» WHAT YOU HAVE TO DO
Could you please find each line in the records that contains the word "cloud" and copy it?

» Stored data entries
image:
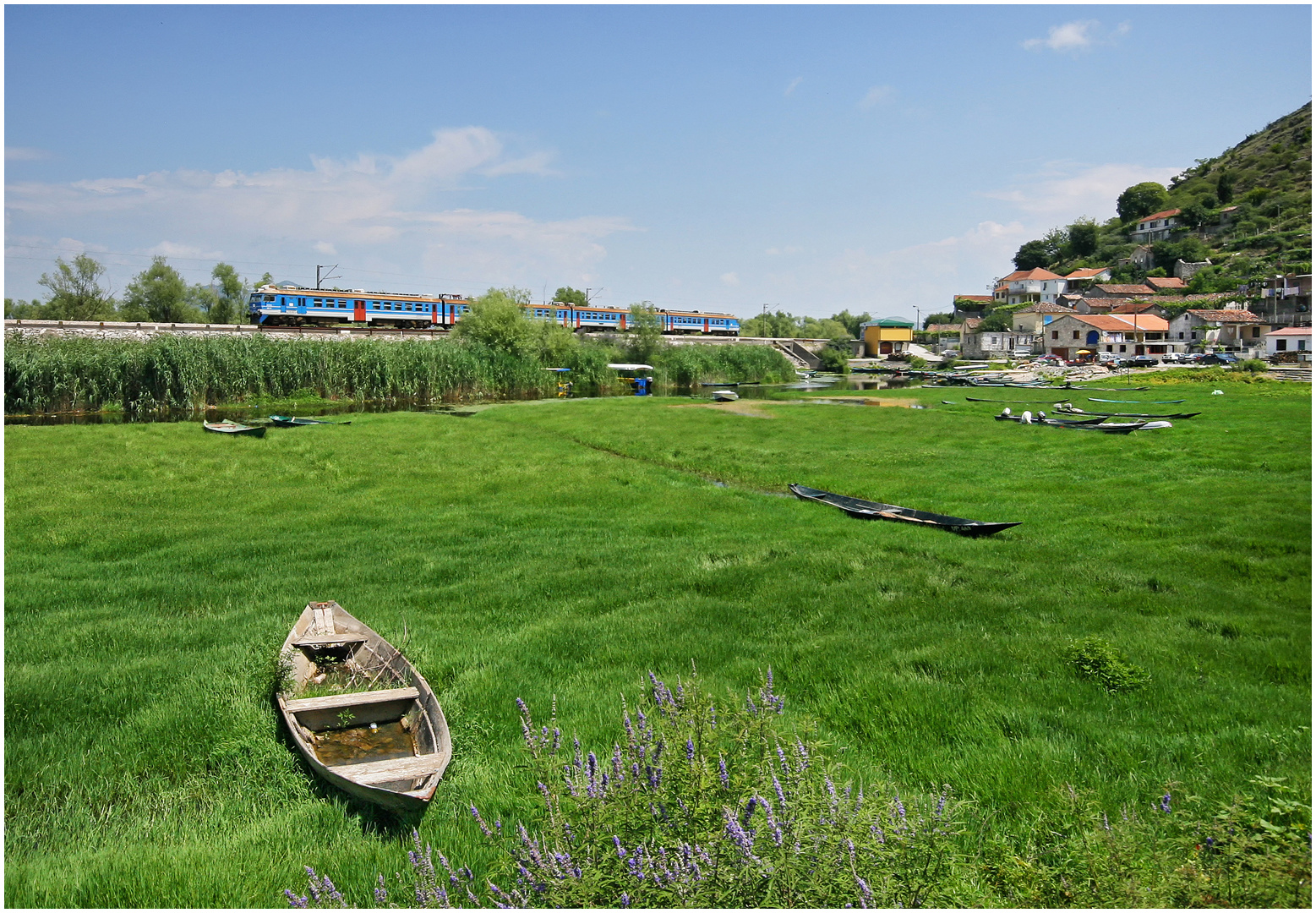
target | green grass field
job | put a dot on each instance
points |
(566, 548)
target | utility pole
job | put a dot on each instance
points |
(326, 276)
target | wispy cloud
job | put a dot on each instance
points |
(1077, 36)
(1065, 191)
(24, 154)
(374, 212)
(876, 95)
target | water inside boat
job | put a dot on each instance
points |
(362, 744)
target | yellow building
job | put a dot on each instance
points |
(887, 337)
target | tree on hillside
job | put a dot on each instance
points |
(1141, 200)
(569, 295)
(1082, 237)
(75, 292)
(160, 293)
(1030, 255)
(229, 298)
(645, 337)
(498, 320)
(852, 323)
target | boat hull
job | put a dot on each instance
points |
(861, 510)
(401, 785)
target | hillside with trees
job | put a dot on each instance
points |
(1248, 210)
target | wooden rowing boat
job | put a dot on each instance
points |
(862, 510)
(385, 742)
(234, 428)
(291, 421)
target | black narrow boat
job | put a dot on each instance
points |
(862, 510)
(1072, 411)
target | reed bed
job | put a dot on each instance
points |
(191, 373)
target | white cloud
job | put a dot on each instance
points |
(1077, 36)
(375, 212)
(24, 154)
(1061, 194)
(876, 96)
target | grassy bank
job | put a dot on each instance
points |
(189, 373)
(566, 548)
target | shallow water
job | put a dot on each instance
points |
(361, 744)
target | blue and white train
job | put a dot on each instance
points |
(287, 305)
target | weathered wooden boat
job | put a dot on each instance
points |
(1073, 411)
(1152, 402)
(385, 740)
(234, 428)
(862, 510)
(291, 421)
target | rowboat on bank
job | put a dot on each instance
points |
(291, 421)
(862, 510)
(234, 428)
(383, 737)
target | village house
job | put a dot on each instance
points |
(1126, 335)
(1165, 283)
(1290, 340)
(1232, 328)
(1086, 278)
(890, 336)
(1036, 316)
(1119, 291)
(1157, 227)
(1035, 286)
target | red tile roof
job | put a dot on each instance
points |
(1127, 290)
(1111, 323)
(1165, 282)
(1226, 316)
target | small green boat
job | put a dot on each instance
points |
(291, 421)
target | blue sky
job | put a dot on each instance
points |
(811, 158)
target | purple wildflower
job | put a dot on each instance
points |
(866, 899)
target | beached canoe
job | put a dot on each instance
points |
(862, 510)
(385, 740)
(291, 421)
(234, 428)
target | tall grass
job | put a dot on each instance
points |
(189, 373)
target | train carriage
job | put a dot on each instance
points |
(288, 305)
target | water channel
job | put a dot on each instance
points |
(753, 391)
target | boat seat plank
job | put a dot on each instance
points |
(354, 699)
(395, 768)
(323, 640)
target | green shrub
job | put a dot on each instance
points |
(1094, 658)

» TASK ANSWER
target | wispy cloud
target | white cloud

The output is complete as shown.